━━━ Исходный текст

Крайняя точка, куда я успел доехать, — это Славск на западе страны. Мы дотуда добирались 26 часов. Там мы дважды заночевали, оттуда поехали пересидеть во Львов, к друзьям. Уже понимали, что уезжать не хотим — но еще не было понятно, что делать дальше. А потом уже вернулись в Киев. В общей сложности меня не было в городе неделю. И все оставшееся время оставался в столице.

Бар в принципе не мог работать, да и вообще первое время ничего не могло работать. Тогда это был полностью военный город, миллиард блокпостов — все как в фильмах про войну. В баре организовался волонтерский штаб из активистов, в том числе которых преследуют в Беларуси. Они принимали людей из-за границы, которые приезжали волонтерить, налаживали логистическую цепочку; еще одна такая база у нас была во Львове. Ребята таскали вообще все: от батареек до тепловизоров — не только для военных, но и для гражданских спициалистов. Я видел, как они собирали оборудование для железнодорожников и пожарных. К моменту, когда российские войска были отброшены из Киевской области, наш волонтерский штаб разросся до такой степени, что пришлось еще арендовать склад и по чуть-чуть перетаскивать все туда, потому что объемы поставок продолжали расти.

А с 1 июня было решено, что мы снова переключаемся в режим бара. Ребята до сих пор волонтерят, занимаются гуманитаркой на том складе.

Все это время с точки зрения оплаты поставок все было классно. То великолепное чувство, когда деньги не значат ничего, кроме как возможности купить что-то, что поможет армии Украины. Никто ничего не требовал, владельцы здания не требовали аренды. Государство тоже заморозило долги, пеня не начислялась. Все объединились против общего врага.

━━━━━━
━━━ Фрагменты данных

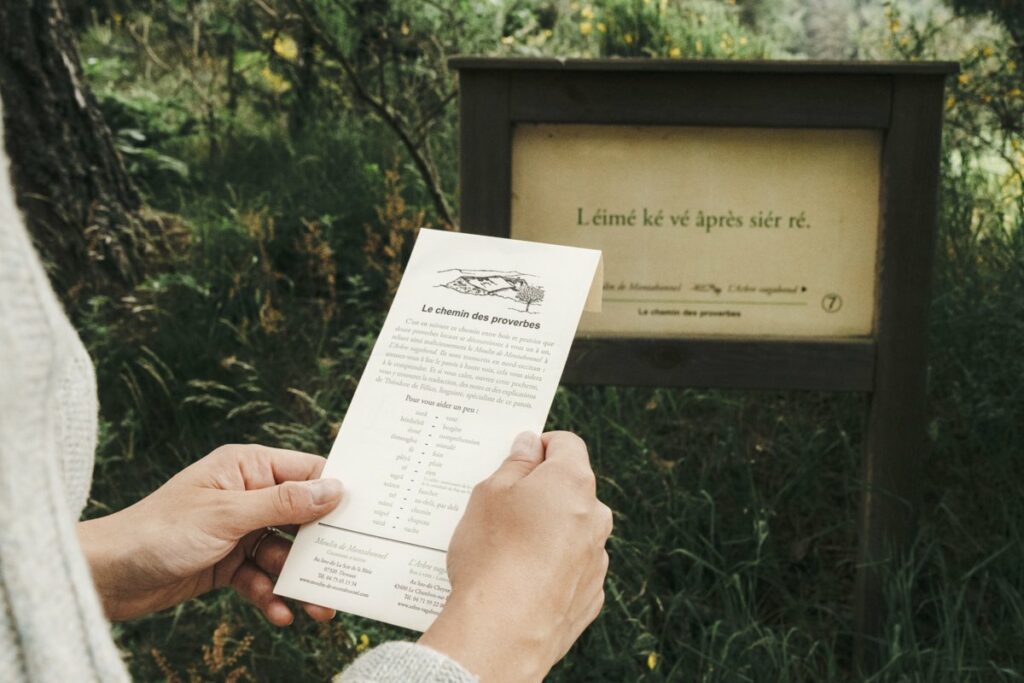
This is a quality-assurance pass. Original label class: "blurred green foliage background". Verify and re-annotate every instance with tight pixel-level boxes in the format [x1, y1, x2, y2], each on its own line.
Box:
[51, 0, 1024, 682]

━━━━━━
━━━ Фрагменты данных

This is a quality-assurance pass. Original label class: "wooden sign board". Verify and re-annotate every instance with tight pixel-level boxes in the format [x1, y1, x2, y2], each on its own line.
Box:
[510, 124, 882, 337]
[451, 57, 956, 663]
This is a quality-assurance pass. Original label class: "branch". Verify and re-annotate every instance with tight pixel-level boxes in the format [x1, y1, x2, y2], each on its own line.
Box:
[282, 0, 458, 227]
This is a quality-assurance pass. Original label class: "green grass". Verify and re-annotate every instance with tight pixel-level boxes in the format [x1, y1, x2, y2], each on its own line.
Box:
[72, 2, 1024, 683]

━━━━━━

**Что сделать**
1. Ответьте на вопросы по рассказу о киевском баре:
(a) Сколько часов занял путь до Славска?
(b) С какого числа было решено снова переключиться в режим бара?
(c) Что государство сделало с долгами?
2. Продолжите рассказ о киевском баре после его последнего предложения.
Пункты из блоков данных для работы не понадобятся.

**Ответы**
1.
(a) 26 часов.
(b) С 1 июня.
(c) Заморозило их, и пеня не начислялась.

2.
Но работа бара еще не налажена до конца. Нам только-только исполнился год, и удар был нанесен сильный. Все наши оборотные средства с начала войны мы потратили на выплату долгов, зарплат, премий, — в общем, раздавали деньги, потому что было неясно, чего ожидать. Сейчас и наше юрлицо заблокировали — потому что в составе учредителей есть беларусы, это распространенная практика в Украине. Ну, поработали, растолкались, почти все долги выплатили, сейчас тенденция положительная. Но то, что раньше делалось за неделю, сейчас из-за бюрократических проволочек может растянуться на два месяца.

Я не рвусь на фронт. Я искренне считаю, что не все должны воевать, а уж на фронт идти — тем более. Даже из тех, кто туда рвется, не все должны попадать.


Плюс, как говорит мой друг, который сейчас прямо на передовой, — пусть лучше не будет половины армии, чем вообще не будет тыла.

Тыл — это то, что дает возможным работать фронту. Без хорошего тыла не будет успешной войны на фронте. Так что я не рвусь. Но мы постоянно собираем денежку нашим фронтовым друзьям: на авто, на дроны. То есть, мы не устранились. Раз в неделю-две мы скидываемся по 500-1.000 гривен на разные сборы. Немного, но на постоянной основе: туда, сюда, туда, сюда. У нас в баре стоит коробка для денег с надписью «На ЗСУ. Йоу!»

На базе нашего бара проводили курс по тактической медицине в условиях города, его проводил мой товарищ, который раньше служил в госпитальерах, а сейчас в полку Калиновского. Идешь ты по городу, тут прилетает ракета, вокруг раненые — а у тебя только шорты и рюкзак, — и вот что делать? Учили, как не растеряться в такой ситуации.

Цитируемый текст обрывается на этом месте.